• **Text provided**:
Stanislav Petrov Stoyanov () (born 10 September 1976) is a Bulgarian former football midfielder who spent most of his career at Cherno More Varna. His natural position is at defensive midfielder, but he has also played at full back, right-sided midfielder and attacking midfielder.

Career

Dobrudzha
In 1994, he signed his first professional contract with Dobrudzha Dobrich. During the 1994–95 season, Stoyanov scored his first Dobrudzha goal on his A PFG debut against Beroe Stara Zagora in a 2–0 away victory. He spent 5 seasons of his career at the club of Dobrich, playing in 97 games and scoring 7 goals.

• **The request**: Reproduce the passage on footballer Stanislav Stoyanov word for word, from start to finish.

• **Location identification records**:
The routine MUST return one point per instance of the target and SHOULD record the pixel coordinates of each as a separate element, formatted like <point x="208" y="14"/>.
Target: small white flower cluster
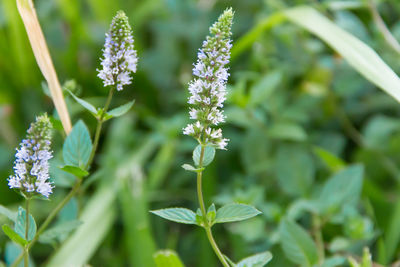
<point x="119" y="56"/>
<point x="208" y="90"/>
<point x="31" y="166"/>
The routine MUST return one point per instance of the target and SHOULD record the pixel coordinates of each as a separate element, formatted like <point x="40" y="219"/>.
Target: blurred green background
<point x="291" y="101"/>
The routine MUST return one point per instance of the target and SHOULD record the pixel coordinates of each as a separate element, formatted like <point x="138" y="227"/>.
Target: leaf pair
<point x="98" y="113"/>
<point x="18" y="233"/>
<point x="228" y="213"/>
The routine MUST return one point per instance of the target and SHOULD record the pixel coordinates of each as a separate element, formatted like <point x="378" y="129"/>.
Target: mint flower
<point x="208" y="90"/>
<point x="119" y="56"/>
<point x="31" y="166"/>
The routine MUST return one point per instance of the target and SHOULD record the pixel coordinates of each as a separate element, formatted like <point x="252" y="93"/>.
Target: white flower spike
<point x="31" y="166"/>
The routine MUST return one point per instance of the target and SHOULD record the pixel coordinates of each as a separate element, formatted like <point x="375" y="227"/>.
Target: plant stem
<point x="48" y="220"/>
<point x="316" y="221"/>
<point x="207" y="227"/>
<point x="76" y="187"/>
<point x="26" y="254"/>
<point x="98" y="127"/>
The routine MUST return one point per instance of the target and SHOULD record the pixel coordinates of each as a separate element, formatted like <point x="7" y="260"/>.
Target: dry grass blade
<point x="43" y="59"/>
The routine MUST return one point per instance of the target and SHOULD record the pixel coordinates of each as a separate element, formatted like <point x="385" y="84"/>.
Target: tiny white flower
<point x="208" y="90"/>
<point x="119" y="56"/>
<point x="31" y="166"/>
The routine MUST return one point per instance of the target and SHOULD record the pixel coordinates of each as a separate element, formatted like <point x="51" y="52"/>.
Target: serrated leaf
<point x="12" y="215"/>
<point x="121" y="110"/>
<point x="211" y="214"/>
<point x="77" y="171"/>
<point x="297" y="244"/>
<point x="295" y="170"/>
<point x="13" y="235"/>
<point x="257" y="260"/>
<point x="209" y="154"/>
<point x="342" y="188"/>
<point x="84" y="103"/>
<point x="49" y="236"/>
<point x="235" y="212"/>
<point x="20" y="224"/>
<point x="359" y="55"/>
<point x="167" y="258"/>
<point x="77" y="146"/>
<point x="331" y="161"/>
<point x="180" y="215"/>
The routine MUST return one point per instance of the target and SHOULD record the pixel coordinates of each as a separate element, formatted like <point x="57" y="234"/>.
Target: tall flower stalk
<point x="118" y="63"/>
<point x="31" y="168"/>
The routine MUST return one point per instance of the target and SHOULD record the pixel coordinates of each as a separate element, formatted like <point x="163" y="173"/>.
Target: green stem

• **The completed task**:
Stanislav Petrov Stoyanov () (born 10 September 1976) is a Bulgarian former football midfielder who spent most of his career at Cherno More Varna. His natural position is at defensive midfielder, but he has also played at full back, right-sided midfielder and attacking midfielder.

Career

Dobrudzha
In 1994, he signed his first professional contract with Dobrudzha Dobrich. During the 1994–95 season, Stoyanov scored his first Dobrudzha goal on his A PFG debut against Beroe Stara Zagora in a 2–0 away victory. He spent 5 seasons of his career at the club of Dobrich, playing in 97 games and scoring 7 goals.